■ What to produce:
Copy the passage below about the disappearance of Martin Allen word for word, in full.

■ Supplied text:
___
November 5 last year was a Monday and on Mondays that boy would not return home immediately after school but would visit the home of an older, married brother in Holloway, usually staying overnight. This was the plan on November 5. In his bright yellow Astral bag he carried a woollen balaclava his mother was sending for her grandchild, a transformer to use with a toy train, and other items reflecting his intention to visit his relatives. He had, however, left at home a £1 note he owed his sister-in-law. He told schoolfriends he intended to travel home and pick it up and then return to Holloway Road. (This seems a lot of trouble to go to but the police say it was only a 25 minute journey, and he had a travel pass so it would coast no more.) Thus it was that at about 3.50 pm he parted from a friend at King’s Cross station and walked into the short and usually crowded passage to the west-bound trains. This was the last definite sighting of Martin Allen. He then vanished.
A hue and cry should have been raised that evening but unfortunately his disappearance was not noted for over 24 hours. His parents thought he was staying overnight with his brother. His brother, who was not on the telephone, assumed that because it was Guy Fawkes Night the boy had gone to a bonfire party instead and would not be coming. Martin was not missed by his family until he failed to arrive home on the Tuesday evening.
___
■ Supplied records:
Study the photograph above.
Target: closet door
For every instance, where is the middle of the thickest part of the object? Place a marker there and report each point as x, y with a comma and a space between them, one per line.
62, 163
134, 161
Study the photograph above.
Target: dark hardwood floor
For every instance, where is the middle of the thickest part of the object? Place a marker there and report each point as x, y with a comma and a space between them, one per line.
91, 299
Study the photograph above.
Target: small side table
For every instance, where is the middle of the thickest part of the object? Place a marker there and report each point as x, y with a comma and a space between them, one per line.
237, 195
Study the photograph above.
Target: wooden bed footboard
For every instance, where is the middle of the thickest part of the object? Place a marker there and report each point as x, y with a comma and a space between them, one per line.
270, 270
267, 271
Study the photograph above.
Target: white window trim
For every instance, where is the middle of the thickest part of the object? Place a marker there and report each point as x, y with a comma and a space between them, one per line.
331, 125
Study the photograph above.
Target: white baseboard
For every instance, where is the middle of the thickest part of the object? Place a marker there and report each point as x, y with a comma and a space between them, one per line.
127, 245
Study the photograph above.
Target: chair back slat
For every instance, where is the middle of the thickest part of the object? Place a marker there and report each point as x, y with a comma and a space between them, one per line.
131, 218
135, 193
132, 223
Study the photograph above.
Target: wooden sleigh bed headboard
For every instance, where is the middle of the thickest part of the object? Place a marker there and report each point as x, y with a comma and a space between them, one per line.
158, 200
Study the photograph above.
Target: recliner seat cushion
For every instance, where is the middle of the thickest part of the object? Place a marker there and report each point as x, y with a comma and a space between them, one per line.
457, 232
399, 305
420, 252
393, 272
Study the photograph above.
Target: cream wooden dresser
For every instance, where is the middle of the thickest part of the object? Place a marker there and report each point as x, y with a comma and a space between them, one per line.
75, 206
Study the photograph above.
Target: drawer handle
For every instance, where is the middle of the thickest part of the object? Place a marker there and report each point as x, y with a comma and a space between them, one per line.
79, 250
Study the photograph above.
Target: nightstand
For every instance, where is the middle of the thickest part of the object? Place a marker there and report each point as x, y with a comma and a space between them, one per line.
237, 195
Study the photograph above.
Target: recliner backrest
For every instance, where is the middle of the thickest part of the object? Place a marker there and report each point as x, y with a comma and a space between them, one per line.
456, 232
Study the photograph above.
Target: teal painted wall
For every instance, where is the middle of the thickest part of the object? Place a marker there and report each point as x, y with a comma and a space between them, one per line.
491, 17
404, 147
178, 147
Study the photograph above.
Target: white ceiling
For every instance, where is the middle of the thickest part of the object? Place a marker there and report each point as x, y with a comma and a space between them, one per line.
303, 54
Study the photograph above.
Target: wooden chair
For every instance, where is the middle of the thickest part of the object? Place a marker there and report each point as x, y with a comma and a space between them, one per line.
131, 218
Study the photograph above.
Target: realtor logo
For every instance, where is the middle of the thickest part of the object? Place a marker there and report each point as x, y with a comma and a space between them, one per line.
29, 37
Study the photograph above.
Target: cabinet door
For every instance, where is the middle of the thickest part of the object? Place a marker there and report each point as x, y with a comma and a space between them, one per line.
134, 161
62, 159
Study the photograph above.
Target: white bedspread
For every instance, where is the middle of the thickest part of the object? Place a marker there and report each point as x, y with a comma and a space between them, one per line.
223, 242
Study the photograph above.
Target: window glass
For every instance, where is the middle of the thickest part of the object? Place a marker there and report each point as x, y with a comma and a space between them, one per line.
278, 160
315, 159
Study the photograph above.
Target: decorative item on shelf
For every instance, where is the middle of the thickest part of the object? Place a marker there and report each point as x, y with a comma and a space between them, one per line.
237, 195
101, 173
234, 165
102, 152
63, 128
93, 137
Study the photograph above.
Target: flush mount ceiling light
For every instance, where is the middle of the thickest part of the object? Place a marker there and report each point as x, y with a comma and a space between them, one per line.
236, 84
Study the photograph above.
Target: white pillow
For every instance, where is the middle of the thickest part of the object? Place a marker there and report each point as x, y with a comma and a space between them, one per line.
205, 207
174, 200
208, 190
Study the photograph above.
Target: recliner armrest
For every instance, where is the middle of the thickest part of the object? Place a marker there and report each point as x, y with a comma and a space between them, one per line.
___
■ Solved problem:
November 5 last year was a Monday and on Mondays that boy would not return home immediately after school but would visit the home of an older, married brother in Holloway, usually staying overnight. This was the plan on November 5. In his bright yellow Astral bag he carried a woollen balaclava his mother was sending for her grandchild, a transformer to use with a toy train, and other items reflecting his intention to visit his relatives. He had, however, left at home a £1 note he owed his sister-in-law. He told schoolfriends he intended to travel home and pick it up and then return to Holloway Road. (This seems a lot of trouble to go to but the police say it was only a 25 minute journey, and he had a travel pass so it would coast no more.) Thus it was that at about 3.50 pm he parted from a friend at King’s Cross station and walked into the short and usually crowded passage to the west-bound trains. This was the last definite sighting of Martin Allen. He then vanished.
A hue and cry should have been raised that evening but unfortunately his disappearance was not noted for over 24 hours. His parents thought he was staying overnight with his brother. His brother, who was not on the telephone, assumed that because it was Guy Fawkes Night the boy had gone to a bonfire party instead and would not be coming. Martin was not missed by his family until he failed to arrive home on the Tuesday evening.